-- Material for this exercise follows --

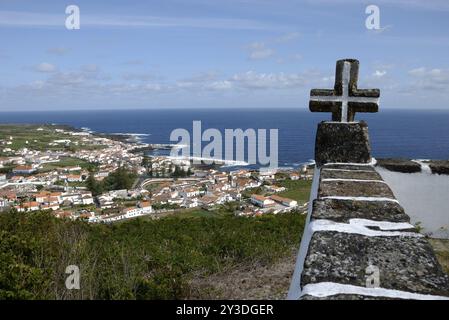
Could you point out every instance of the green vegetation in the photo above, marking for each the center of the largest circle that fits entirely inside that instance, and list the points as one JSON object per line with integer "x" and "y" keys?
{"x": 137, "y": 259}
{"x": 42, "y": 138}
{"x": 298, "y": 190}
{"x": 122, "y": 178}
{"x": 68, "y": 162}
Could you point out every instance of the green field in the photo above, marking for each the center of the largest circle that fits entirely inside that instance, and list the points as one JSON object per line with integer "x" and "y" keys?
{"x": 39, "y": 139}
{"x": 298, "y": 190}
{"x": 136, "y": 259}
{"x": 66, "y": 162}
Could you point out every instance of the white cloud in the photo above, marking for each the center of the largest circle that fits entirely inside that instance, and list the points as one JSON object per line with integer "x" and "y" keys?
{"x": 254, "y": 80}
{"x": 429, "y": 79}
{"x": 58, "y": 50}
{"x": 35, "y": 19}
{"x": 288, "y": 37}
{"x": 45, "y": 67}
{"x": 258, "y": 51}
{"x": 379, "y": 73}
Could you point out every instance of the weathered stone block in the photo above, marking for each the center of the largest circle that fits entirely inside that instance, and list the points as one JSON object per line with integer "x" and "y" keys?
{"x": 354, "y": 189}
{"x": 439, "y": 166}
{"x": 399, "y": 165}
{"x": 342, "y": 142}
{"x": 353, "y": 174}
{"x": 405, "y": 263}
{"x": 348, "y": 167}
{"x": 344, "y": 210}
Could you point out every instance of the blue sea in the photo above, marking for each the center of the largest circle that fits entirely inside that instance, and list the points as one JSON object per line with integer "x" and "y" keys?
{"x": 393, "y": 133}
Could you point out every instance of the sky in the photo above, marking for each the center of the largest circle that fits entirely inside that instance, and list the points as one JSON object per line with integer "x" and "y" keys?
{"x": 218, "y": 53}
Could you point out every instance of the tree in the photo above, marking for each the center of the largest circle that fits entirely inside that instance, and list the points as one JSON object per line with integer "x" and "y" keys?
{"x": 147, "y": 163}
{"x": 121, "y": 178}
{"x": 93, "y": 185}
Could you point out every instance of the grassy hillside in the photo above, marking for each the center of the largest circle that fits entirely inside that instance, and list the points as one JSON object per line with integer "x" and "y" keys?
{"x": 138, "y": 259}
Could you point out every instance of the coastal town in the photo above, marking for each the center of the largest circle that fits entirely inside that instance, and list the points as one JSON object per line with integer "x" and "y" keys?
{"x": 78, "y": 174}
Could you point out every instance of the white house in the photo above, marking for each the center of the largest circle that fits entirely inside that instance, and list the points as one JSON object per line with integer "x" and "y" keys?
{"x": 261, "y": 201}
{"x": 285, "y": 201}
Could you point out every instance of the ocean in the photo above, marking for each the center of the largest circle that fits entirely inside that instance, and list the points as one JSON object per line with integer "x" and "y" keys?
{"x": 414, "y": 134}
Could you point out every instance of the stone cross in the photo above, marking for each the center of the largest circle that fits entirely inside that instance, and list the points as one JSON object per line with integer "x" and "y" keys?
{"x": 345, "y": 99}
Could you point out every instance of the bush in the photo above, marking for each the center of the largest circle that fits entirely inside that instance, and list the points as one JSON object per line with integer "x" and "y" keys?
{"x": 137, "y": 259}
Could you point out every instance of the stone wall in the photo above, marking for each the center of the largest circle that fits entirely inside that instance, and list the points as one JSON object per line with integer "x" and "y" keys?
{"x": 358, "y": 242}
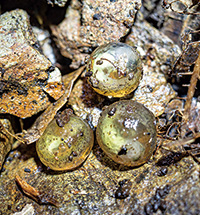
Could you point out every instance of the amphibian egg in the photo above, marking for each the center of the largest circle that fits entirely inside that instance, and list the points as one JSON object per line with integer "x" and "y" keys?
{"x": 66, "y": 142}
{"x": 114, "y": 69}
{"x": 127, "y": 132}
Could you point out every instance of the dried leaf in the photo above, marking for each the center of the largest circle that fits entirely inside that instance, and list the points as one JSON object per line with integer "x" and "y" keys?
{"x": 39, "y": 126}
{"x": 38, "y": 196}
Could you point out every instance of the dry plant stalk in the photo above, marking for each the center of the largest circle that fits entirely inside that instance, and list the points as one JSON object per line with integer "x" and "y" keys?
{"x": 191, "y": 89}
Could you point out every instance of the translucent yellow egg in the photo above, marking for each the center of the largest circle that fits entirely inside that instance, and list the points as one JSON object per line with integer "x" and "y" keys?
{"x": 127, "y": 132}
{"x": 66, "y": 142}
{"x": 114, "y": 69}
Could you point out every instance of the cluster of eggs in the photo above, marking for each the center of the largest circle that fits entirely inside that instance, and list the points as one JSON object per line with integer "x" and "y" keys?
{"x": 126, "y": 130}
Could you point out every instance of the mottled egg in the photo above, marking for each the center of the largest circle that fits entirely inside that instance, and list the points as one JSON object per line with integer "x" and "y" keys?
{"x": 126, "y": 132}
{"x": 66, "y": 142}
{"x": 114, "y": 69}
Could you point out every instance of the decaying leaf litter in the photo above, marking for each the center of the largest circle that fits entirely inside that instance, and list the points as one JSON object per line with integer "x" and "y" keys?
{"x": 100, "y": 185}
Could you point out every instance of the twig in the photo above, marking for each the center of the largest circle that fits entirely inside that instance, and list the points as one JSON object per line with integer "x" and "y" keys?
{"x": 191, "y": 89}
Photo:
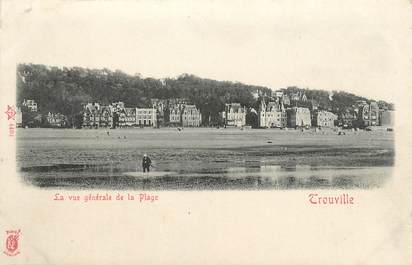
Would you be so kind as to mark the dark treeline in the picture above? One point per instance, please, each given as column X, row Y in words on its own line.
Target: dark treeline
column 66, row 90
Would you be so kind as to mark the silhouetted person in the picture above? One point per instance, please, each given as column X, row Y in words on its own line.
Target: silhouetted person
column 146, row 163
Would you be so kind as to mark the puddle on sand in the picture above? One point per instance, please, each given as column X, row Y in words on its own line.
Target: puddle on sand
column 290, row 176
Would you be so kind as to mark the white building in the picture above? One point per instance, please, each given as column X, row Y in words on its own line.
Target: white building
column 234, row 115
column 272, row 115
column 146, row 117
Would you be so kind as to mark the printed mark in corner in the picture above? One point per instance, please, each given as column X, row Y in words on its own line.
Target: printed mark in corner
column 11, row 247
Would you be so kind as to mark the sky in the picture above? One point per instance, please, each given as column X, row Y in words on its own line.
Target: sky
column 354, row 46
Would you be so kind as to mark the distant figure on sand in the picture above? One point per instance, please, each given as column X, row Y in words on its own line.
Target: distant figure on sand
column 146, row 163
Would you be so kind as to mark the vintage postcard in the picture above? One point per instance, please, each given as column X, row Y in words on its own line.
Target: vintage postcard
column 179, row 132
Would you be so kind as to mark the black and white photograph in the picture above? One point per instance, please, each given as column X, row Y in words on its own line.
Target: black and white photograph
column 205, row 132
column 88, row 128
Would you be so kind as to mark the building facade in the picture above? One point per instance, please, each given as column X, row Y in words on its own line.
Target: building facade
column 299, row 117
column 56, row 120
column 91, row 115
column 146, row 117
column 234, row 115
column 127, row 117
column 272, row 115
column 191, row 116
column 324, row 119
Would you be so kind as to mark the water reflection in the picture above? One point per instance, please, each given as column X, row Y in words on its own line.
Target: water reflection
column 114, row 175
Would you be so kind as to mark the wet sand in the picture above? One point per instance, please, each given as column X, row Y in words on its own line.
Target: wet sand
column 204, row 158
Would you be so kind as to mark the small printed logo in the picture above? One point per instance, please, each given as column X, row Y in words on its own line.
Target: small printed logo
column 11, row 112
column 12, row 242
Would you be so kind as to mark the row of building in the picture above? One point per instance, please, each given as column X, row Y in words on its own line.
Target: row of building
column 273, row 114
column 117, row 115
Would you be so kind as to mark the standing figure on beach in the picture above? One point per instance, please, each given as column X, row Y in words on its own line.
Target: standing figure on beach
column 146, row 163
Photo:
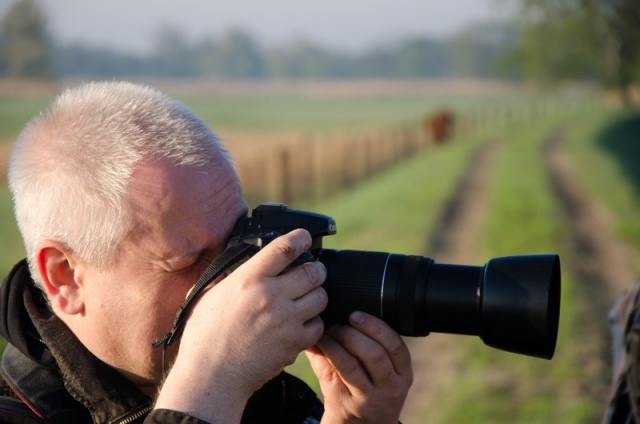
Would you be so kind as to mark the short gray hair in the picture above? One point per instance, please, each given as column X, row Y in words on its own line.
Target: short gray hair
column 71, row 165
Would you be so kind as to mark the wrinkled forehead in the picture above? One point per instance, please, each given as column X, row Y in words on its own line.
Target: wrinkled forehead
column 181, row 208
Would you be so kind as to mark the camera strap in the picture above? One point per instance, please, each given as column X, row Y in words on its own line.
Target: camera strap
column 236, row 251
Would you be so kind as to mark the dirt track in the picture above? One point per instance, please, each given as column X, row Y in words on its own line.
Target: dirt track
column 436, row 359
column 602, row 264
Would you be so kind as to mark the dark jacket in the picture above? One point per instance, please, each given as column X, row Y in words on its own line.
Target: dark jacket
column 49, row 376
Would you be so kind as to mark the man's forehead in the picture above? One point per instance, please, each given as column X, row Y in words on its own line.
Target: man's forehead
column 178, row 204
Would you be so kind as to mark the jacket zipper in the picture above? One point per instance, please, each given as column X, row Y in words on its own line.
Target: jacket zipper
column 131, row 418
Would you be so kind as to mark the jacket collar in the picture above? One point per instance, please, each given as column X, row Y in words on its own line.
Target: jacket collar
column 47, row 343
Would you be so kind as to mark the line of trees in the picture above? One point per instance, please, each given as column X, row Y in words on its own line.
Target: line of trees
column 237, row 54
column 546, row 41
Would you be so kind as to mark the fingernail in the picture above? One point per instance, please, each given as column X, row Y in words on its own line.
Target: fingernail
column 357, row 317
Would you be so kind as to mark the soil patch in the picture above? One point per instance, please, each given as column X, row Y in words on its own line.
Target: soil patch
column 437, row 358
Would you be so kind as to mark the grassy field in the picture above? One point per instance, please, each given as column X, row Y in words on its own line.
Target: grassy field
column 400, row 209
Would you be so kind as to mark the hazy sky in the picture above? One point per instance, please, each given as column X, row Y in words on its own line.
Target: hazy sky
column 346, row 24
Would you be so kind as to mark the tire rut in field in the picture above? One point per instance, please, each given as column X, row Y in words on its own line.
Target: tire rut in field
column 601, row 264
column 437, row 358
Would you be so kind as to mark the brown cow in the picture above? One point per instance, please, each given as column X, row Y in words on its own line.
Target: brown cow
column 439, row 125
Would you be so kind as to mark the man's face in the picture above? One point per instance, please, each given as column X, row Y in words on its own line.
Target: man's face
column 183, row 218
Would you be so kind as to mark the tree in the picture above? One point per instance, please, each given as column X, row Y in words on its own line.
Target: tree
column 24, row 42
column 581, row 39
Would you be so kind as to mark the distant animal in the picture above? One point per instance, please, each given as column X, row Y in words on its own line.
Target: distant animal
column 439, row 125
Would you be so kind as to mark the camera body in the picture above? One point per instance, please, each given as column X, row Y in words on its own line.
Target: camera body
column 271, row 220
column 512, row 302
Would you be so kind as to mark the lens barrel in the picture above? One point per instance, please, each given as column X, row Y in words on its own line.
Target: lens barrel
column 512, row 303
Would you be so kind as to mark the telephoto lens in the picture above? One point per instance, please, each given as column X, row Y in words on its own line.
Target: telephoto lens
column 512, row 302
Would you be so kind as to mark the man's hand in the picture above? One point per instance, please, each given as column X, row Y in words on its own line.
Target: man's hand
column 364, row 371
column 244, row 330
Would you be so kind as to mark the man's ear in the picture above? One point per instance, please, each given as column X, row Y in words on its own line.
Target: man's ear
column 56, row 265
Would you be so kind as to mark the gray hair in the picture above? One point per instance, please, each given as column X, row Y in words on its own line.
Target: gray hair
column 71, row 165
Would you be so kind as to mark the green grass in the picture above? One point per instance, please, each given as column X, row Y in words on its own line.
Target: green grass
column 11, row 248
column 15, row 112
column 397, row 210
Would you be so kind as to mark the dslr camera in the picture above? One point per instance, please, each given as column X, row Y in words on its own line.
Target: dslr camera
column 512, row 302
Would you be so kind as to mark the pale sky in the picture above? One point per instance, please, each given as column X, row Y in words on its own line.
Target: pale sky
column 349, row 25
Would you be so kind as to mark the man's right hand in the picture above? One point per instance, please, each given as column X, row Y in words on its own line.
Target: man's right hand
column 245, row 329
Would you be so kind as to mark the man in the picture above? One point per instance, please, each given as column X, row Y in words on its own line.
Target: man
column 123, row 198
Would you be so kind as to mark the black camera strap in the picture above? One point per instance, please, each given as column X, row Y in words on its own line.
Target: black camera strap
column 236, row 251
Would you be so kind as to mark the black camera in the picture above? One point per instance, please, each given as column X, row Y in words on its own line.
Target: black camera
column 512, row 302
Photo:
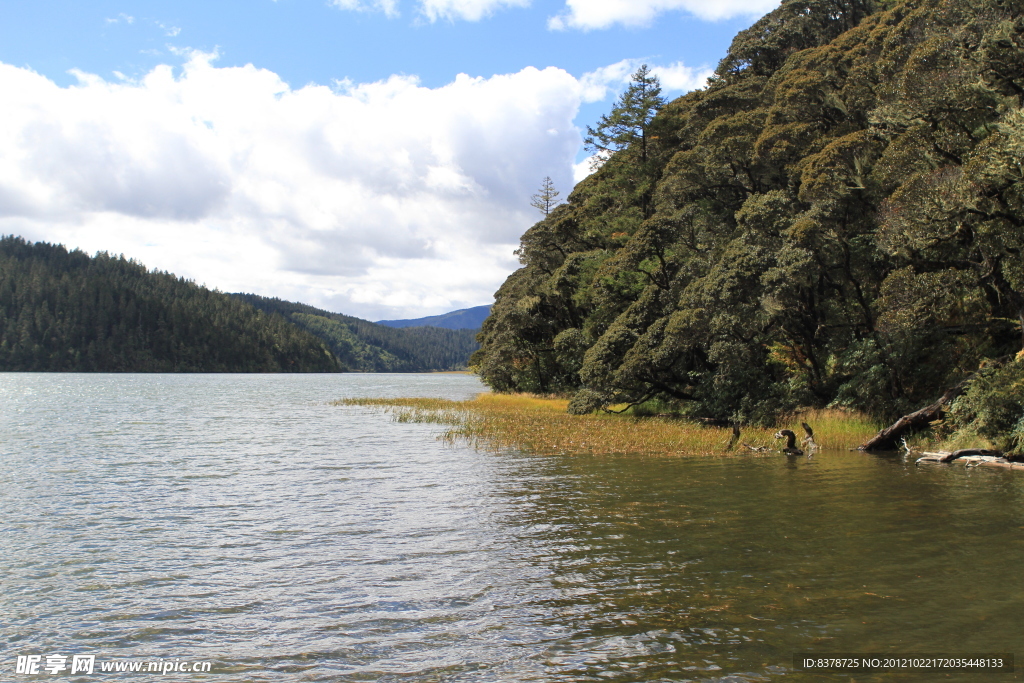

-- Material for this exercise concluded --

Exercise: Begin at the line containing "Would you be so kind as to mark the man's hand" and stop at the last line of the data. Repeat only those lines, exactly, and leave out the pictures.

Solution to the exercise:
Would you be so kind as to mark the man's hand in the picture above? One point per instance, please, each given as column X, row Y in words on its own line.
Target: man's hand
column 364, row 371
column 244, row 330
Would you be so kind as to mark the man's ear in the picture above? One point per instance, please, each given as column X, row Y in words on its own line.
Target: man's ear
column 56, row 265
Would you be so kind as to mark the gray hair in the picture above? One point per instance, please, each given as column X, row Y in words on its own line.
Target: gray hair
column 71, row 165
Would you be so kind as to mark the green grass in the picture above? One point per instance, please, each given as column X, row Y in words on its own line.
Target: green grass
column 11, row 248
column 15, row 112
column 397, row 210
Would you be so kind as to mark the dslr camera in the picture above? One point per instance, please, each given as column X, row Y in words on its own line.
Target: dslr camera
column 512, row 302
Would you be so kind as to mark the pale sky in the picture above? One point per instance, please, each given as column X, row Y in words on its own line.
Target: pale sky
column 349, row 25
Would you be so kind as to mark the man's right hand in the picture above? One point per instance, please, each given as column X, row Y in words on its own line.
Target: man's right hand
column 245, row 329
Would you be so kind as to mark the man in the picture above? One point per instance, please, each given as column X, row Y in words on its own line.
Target: man
column 123, row 198
Would you be so kind as to mark the black camera strap in the picture above? One point per instance, please, each given as column X, row Y in words on its own line.
Target: black camera strap
column 236, row 251
Would you be so kind as to mark the black camera in the picture above? One point per instance, please, each given as column X, row Y in words on its own line.
Target: black camera
column 512, row 302
Photo:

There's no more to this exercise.